* begin Exercise input *

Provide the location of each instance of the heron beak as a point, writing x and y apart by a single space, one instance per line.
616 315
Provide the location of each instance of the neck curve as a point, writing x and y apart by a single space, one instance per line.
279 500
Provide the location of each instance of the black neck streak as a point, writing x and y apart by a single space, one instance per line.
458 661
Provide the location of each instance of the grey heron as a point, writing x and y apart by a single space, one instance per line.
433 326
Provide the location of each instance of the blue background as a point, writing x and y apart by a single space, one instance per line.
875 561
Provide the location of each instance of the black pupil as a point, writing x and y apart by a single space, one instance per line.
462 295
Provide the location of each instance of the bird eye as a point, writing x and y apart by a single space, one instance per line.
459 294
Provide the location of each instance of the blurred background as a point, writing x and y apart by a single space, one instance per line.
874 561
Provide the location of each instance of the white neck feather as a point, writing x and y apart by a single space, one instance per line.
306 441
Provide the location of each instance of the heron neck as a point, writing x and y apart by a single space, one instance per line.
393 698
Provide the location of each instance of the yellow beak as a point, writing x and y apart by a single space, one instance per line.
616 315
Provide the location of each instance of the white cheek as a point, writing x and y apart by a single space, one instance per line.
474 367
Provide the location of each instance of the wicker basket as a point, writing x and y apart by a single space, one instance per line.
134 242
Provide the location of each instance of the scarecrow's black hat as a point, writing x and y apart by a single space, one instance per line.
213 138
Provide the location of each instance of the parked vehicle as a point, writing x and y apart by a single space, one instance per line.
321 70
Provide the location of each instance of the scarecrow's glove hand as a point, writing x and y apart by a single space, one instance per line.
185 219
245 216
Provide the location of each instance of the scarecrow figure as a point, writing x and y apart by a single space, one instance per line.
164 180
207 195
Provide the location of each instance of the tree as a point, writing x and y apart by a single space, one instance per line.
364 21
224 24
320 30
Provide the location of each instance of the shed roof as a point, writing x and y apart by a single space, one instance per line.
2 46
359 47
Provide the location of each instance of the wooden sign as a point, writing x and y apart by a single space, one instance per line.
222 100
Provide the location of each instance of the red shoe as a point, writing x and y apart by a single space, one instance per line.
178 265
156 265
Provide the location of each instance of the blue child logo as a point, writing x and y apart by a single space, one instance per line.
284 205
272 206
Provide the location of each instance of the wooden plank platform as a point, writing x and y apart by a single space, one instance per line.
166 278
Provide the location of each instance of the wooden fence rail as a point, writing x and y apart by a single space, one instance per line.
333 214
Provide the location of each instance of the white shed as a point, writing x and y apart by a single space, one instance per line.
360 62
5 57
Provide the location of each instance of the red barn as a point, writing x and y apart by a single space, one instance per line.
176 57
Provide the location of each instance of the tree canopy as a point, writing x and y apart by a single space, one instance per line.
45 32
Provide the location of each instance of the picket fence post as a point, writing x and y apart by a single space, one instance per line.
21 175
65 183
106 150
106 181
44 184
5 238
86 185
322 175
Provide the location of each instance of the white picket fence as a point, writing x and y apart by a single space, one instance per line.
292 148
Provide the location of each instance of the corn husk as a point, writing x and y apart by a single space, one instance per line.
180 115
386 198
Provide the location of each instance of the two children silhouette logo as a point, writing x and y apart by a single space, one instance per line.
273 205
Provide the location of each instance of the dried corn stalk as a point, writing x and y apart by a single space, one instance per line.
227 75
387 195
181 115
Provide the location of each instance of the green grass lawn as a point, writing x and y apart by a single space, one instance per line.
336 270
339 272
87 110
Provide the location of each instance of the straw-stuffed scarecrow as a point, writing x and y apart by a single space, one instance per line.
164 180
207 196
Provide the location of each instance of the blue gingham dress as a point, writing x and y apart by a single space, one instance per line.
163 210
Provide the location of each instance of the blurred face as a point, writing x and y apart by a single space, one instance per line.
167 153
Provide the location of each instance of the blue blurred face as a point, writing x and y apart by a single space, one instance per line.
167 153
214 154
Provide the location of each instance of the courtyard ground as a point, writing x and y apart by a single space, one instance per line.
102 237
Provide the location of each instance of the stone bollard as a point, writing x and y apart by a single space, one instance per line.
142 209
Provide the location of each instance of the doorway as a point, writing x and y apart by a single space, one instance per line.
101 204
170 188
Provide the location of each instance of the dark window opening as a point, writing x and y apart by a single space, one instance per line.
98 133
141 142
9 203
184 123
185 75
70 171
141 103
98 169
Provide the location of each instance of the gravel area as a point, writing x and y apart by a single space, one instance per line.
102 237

* end Exercise input *

Exercise directions:
Your task is to write out the lines from the one with "Provide the location of each instance of the dried" through the end of the records, exactly and with nothing added.

Written solution:
Provide the location of each instance of the dried corn stalk as a point, writing x and y apart by a single space, one instance per line.
227 75
387 195
181 115
Provide the location of each instance of the green grass lawn as a point, writing x and y apart by a single space, one instance per line.
336 270
339 272
87 110
Provide the location of each instance of the straw-stuffed scarecrow as a point, writing x and y apart by a single space, one instance per line.
164 180
207 196
Provide the location of each instance of the blue gingham dress as a point, writing x and y apart by a single space, one instance per line.
163 210
Provide the location of each instance of the blurred face as a point, writing x and y apart by a single space, one instance per line.
167 153
Provide the location of each instance of the blue blurred face as a point, writing x and y apart by a single space, one instance per line.
167 153
214 154
Provide the location of each instance of the courtyard ground as a point, writing x and y apart by a single space, one instance per line.
102 237
Provide the location of each instance of the stone bollard as a point, writing x and y apart by a single space, one instance per line.
142 209
Provide the location of each instance of the doorway as a point, writing x and y apart by a single space, one instance per line.
101 204
170 188
Provide the location of each instance of the dark window opening as a point, writing x and y apart by a single space, one instance per line.
98 133
141 142
9 203
184 123
185 75
70 171
141 103
98 169
Provide the location of each instance of the gravel area as a point, writing x and y apart by a single space, one instance per line.
102 237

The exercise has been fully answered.